_Set exercise A:_ In the passage on A House Without Windows below, condense the paragraph beginning "A House Without Windows is a striking graphic novel" into a bulleted list that keeps its main facts.
_Set exercise B:_ Carry on the passage on A House Without Windows below, starting right after its final sentence.

_Extracted text:_
+===+
The Central African Republic has experienced a prolonged period of rampant destabilisation and cycles of violence, leading to two-thirds of the country falling into the control of armed groups. Much of the limited discourse on the crisis centres on attempts to mediate peace between these groups, yet a new book, A House Without Windows, turns towards the numerous children quietly striving for survival.
A House Without Windows is a striking graphic novel written by Marc Ellison with artwork by Didier Kassaï, documenting the lives and experiences of children living through the Central African Republic’s (CAR) ongoing humanitarian crisis. The country sits second from bottom on the United Nation’s human development index, resulting from decades of corruption, cyclical coups and an intermittent armed conflict from 2012 between rival Anti-balaka and Séléka groups. As institutions of governance retreat, and public infrastructure crumbles, the situation has continued to deteriorate, resulting in serious human rights abuses, widespread internal displacement and, as Ellison phrases it within the book, ‘a childhood lost’.
+===+
_Extracted entries:_

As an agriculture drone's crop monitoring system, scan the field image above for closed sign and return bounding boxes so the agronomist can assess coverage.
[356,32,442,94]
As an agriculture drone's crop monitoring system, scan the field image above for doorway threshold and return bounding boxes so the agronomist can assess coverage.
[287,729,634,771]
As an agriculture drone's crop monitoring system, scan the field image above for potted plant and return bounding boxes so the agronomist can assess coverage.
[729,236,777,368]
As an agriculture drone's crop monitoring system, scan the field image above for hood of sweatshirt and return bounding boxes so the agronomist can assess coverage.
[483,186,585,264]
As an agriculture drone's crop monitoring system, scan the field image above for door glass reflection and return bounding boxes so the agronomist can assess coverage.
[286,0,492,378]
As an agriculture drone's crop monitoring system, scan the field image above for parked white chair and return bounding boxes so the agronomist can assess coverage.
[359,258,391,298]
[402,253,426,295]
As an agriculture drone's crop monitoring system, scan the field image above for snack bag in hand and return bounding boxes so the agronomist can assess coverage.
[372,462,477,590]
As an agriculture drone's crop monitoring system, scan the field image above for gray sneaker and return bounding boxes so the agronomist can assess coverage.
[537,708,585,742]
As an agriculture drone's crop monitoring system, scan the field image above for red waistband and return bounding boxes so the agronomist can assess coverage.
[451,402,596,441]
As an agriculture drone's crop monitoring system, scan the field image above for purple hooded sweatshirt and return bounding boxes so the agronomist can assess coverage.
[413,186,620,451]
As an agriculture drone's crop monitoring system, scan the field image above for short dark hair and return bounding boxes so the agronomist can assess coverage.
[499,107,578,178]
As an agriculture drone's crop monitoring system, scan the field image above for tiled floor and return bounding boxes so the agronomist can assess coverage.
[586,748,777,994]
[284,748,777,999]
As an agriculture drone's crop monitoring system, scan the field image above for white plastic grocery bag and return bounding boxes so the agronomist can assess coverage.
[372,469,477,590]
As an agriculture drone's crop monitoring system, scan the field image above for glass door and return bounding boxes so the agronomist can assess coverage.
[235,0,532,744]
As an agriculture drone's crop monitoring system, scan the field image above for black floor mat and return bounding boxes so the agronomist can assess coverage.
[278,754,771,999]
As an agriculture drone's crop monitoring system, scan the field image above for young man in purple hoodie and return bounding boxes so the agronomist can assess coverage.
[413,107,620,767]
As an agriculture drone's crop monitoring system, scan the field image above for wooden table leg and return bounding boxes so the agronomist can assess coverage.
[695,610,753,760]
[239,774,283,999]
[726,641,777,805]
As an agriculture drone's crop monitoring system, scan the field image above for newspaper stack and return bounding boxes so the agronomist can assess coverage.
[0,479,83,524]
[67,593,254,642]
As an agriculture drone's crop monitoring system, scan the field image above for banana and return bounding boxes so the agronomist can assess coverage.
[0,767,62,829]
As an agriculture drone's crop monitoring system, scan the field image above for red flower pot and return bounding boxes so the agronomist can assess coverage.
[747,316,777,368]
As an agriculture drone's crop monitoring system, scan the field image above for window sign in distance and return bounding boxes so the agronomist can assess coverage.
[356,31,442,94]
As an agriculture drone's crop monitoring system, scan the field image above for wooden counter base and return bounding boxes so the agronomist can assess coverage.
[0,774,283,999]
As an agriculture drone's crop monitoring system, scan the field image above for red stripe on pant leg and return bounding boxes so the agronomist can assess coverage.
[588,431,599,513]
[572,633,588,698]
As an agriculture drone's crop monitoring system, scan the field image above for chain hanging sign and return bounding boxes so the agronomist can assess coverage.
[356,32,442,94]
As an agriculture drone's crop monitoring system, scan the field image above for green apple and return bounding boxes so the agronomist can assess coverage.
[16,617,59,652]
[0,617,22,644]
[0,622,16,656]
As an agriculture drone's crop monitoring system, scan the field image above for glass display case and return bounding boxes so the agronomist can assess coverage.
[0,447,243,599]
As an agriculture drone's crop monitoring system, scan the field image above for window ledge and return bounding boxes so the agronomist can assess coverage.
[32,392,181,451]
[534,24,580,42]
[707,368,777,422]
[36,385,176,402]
+===+
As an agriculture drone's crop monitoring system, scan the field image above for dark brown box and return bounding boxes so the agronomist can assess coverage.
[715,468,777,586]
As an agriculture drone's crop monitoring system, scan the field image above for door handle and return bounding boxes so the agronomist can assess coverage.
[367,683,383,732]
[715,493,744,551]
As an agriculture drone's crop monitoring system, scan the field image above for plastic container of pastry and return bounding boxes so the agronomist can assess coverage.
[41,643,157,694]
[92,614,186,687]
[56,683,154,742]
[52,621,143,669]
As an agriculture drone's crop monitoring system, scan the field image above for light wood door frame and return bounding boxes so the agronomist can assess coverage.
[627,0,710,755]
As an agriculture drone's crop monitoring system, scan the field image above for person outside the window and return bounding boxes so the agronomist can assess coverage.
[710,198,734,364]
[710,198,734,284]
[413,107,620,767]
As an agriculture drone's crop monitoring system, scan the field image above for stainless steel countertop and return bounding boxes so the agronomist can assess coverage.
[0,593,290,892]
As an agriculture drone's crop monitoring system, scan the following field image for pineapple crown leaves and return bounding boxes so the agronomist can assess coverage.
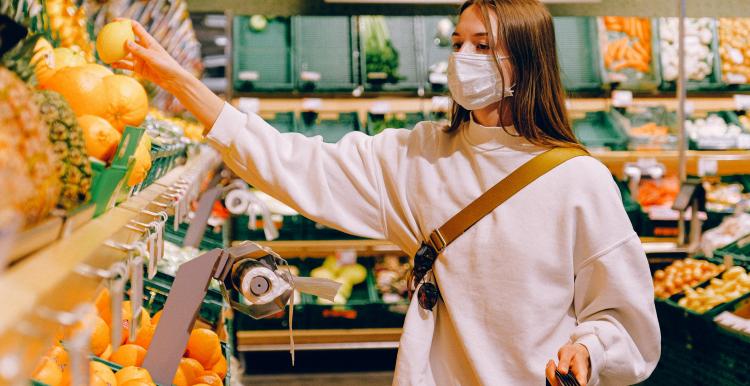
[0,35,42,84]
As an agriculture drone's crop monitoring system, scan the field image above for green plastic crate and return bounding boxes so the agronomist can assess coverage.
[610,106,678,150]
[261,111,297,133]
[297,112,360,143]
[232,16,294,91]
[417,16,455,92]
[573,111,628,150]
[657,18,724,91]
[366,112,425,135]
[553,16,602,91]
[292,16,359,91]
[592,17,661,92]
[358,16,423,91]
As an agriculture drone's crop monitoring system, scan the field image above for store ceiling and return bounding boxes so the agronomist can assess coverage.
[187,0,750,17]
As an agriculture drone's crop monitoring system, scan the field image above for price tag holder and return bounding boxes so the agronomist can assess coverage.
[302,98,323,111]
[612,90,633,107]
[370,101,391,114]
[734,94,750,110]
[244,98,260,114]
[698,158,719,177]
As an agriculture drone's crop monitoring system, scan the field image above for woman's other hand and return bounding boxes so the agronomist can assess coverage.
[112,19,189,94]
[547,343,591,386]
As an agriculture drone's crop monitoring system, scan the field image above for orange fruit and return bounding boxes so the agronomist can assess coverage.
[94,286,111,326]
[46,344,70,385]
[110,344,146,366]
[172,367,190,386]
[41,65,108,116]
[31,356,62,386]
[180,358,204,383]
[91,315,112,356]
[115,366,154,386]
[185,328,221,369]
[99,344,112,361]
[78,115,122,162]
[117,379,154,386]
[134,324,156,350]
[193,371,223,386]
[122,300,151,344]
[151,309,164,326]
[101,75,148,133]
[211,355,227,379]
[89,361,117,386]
+===+
_Written response A:_
- Graphic novel written by Marc Ellison, with artwork by Didier Kassaï
- Documents the lives and experiences of children living through the Central African Republic's ongoing humanitarian crisis
- The country ranks second from bottom on the United Nations human development index because of:
  - decades of corruption
  - cyclical coups
  - intermittent armed conflict since 2012 between rival Anti-balaka and Séléka groups
- As governance institutions retreat and public infrastructure crumbles, the situation keeps deteriorating, leading to:
  - serious human rights abuses
  - widespread internal displacement
  - what Ellison calls "a childhood lost"

_Written response B:_
The book is organised into three sections, each focused on children navigating a different side of the country; surviving on the streets of the capital, Bangui; working in the diamond mines; and seeking security within a refugee camp. Each section features interviews with children who tell their stories of survival in ‘one of the worst countries in the world to be a child’ today. Ellison and Kassaï commendably present these stories with integrity, honesty and care, providing important context for the children’s present situation, their individual ambitions, and photographing them in natural settings which do not rehash tired poverty-stricken tropes.
Yet while the children featured may be navigating poverty, their hopes and dreams remain at the centre. The interviews themselves are largely captured through Kassaï’s comic artwork, with corresponding photography from Ellison. The stunningly drawn comic makes for a unique medium to showcase these stories, which often conveys a sense of surrealism around the most harrowing tales (see the images below). However, interposed within the comics, the high-contrast photography reinforces the notion that the day-to-day experiences of these children are, true and unflinchingly bleak.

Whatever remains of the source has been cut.